_SELECTED EXTRACT_
START
# Sonic the Hedgehog (1991) prototype discovered



## Ecchi95 (Jan 1, 2021)

Holy shit.


----------



## tech3475 (Jan 1, 2021)

Wow.

It's funny making Sonic jump like he's Mario at the end of levels like he's Mario and Splats jumping through the moving floor into a pit of lava.


----------



## DinohScene (Jan 1, 2021)

Noice!

Didn't expect that to happen.


----------



## Sonic Angel Knight (Jan 1, 2021)

I thought linking roms was against rules here. 

Better take it before someone notice.


----------



## DaFixer (Jan 1, 2021)

Nice find!!


----------



## Justinde75 (Jan 1, 2021)

Sadly not the 1990 tokyo toy show build of sonic 1 but this is still a great find!


----------



## Jayro (Jan 1, 2021)

Sonic Angel Knight said:


> I thought linking roms was against rules here.
> 
> Better take it before someone notice.


It was released publicly, so it's okay.


----------



## BlueFox gui (Jan 1, 2021)

man i'm so happy with this, i thought there would never be any prototype of this game, at least one, honestly i really wish we had the 1990 tokyo toy build, but that's probably lost, well i can dream


----------



## 64bitmodels (Jan 1, 2021)

Labyrinth zone's background looks way cooler in the beta than the tiles they used for the final version, what happened!?


----------



## smf (Jan 1, 2021)

Jayro said:


> It was released publicly, so it's okay.



Copyright violations are ok if you do them in public? What does that even mean? Aren't most rom sites public?


----------



## James_ (Jan 1, 2021)

*My favourite zone in Sonic 1 is Clock Ork Zone
*
All jokes aside though, this is definitely quite cool


----------



## Trash_Bandatcoot (Jan 1, 2021)

shaunj66 said:


> Maybe some day we'll also get to see the incredibly rare Tokyo Toy Show prototype/proof of concept version of Sonic 1?


Ehhh, I doubt it. Yuji Naka couldn't even find the toy show demo anymore when he tried to find it. Maybe they lost the source to that too, and the build is just permanently lost.


----------



## Drogy (Jan 1, 2021)

uff.. amy on the road ! and now 3D 


 finchef !!

.... 



   



  a rework from 1;2;3 games ?    

Öhm the original .vers of sonic 31 is ?


----------



## uludag (Jan 1, 2021)

Can someone pls tell me what's so special about this?


----------



## stanleyopar2000 (Jan 1, 2021)
END
_DATA EXTRACT_
START
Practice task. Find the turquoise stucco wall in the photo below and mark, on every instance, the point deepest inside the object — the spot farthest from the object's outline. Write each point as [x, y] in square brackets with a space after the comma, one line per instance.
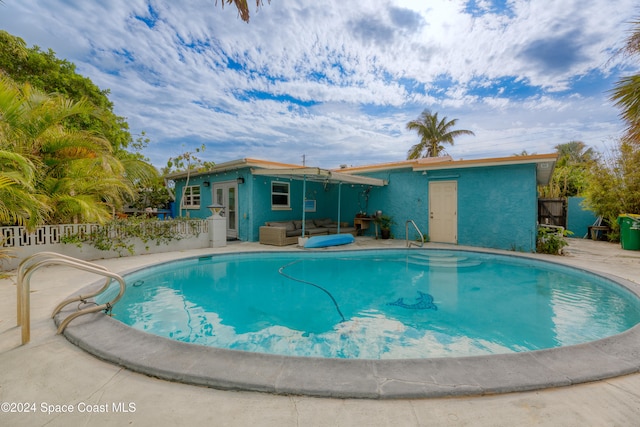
[326, 197]
[206, 197]
[497, 205]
END
_TASK LIST_
[1] In the forum thread about the Sonic the Hedgehog (1991) prototype, who is said to have been unable to find the Tokyo Toy Show demo when he looked for it?
[2] Write the next part of the forum thread about the Sonic the Hedgehog (1991) prototype, picking up from the point where it stops.

_ANSWERS TO THE PROBLEMS_
[1] Yuji Naka

[2]
Sonic Angel Knight said:


> I thought linking roms was against rules here.
> 
> Better take it before someone notice.



This is Sega we're talking about. Not Nintendon't


----------



## wurstpistole (Jan 1, 2021)

Sonic Angel Knight said:


> I thought linking roms was against rules here.
> 
> Better take it before someone notice.



There is no link to any rom here.


----------



## FAST6191 (Jan 1, 2021)

uludag said:


> Can someone pls tell me what's so special about this?


The opening post covers some of the differences between this and the final released version.

Generally though Sonic (a fairly important computer game in the history of such things) did not spring fully formed onto the world. Various demo builds, magazine screenshots, video and whatnot were released during development that did not make the final cut (sometimes for gameplay, sometimes for budget, sometimes for other reasons).
However between said screenshots, the stuff left behind in various versions of the ROM* and leaked code in various forms over the years then hackers have managed to piece together and remake bits of it for this and its sequel (Sonic 2 on the megadrive probably being one of the more extensively contemplated games out there for this sort of thing http://www.romhacking.net/hacks/186/  -- Resident Evil probably being the only franchise to stand a chance of having had as much attention and those guys are crazy, guy on the previous link also having something of a playlist of Resident Evil related things if you are interested in the stuff they went in for). If indeed the list of changes above is what it is then it also provides something of an insight into how the game was designed which is also of interest to many; if an idea was added later in development but went on to become a key feature then that is valuable info, and this being the first then features later dropped could also be a thing. In some games it can also show how the devs wanted it to be before the publisher wandered in and said it must be playable by quadriplegic and comatose 4 year olds, had to play to regional censors ( https://tanookisite.com/nintendo-censorship/ ), or indeed this being the 8-16 bit era then the pubs wandering in and saying "the kids like hard games and we don't want them to rent it/trade it in after 2 weeks" make it so.

*prior to the PS1 most console games were written in assembly. This means if you deleted a bunch of stuff you could not just recompile and go from there with the old stuff now gone. To that end devs would often just note the sections in question as being effectively blank space, try to make sure there was no way to access them during normal play and leave the data there.
https://tcrf.net/The_Cutting_Room_Floor
https://www.unseen64.net/
https://hiddenpalace.org/
Those being three of the better known sites dedicated to finding and archiving such things, the former not caring so much for things from magazines and videos and instead being more about actual code. Most ROM hacking websites (which includes this place and romhacking.net linked above for a patch) are also not averse to playing around with such things.

Anyway hope that serves as a brief intro to why game prototypes, betas and information thereon is often sought, examined and shared onwards.


----------



## robman62 (Jan 1, 2021)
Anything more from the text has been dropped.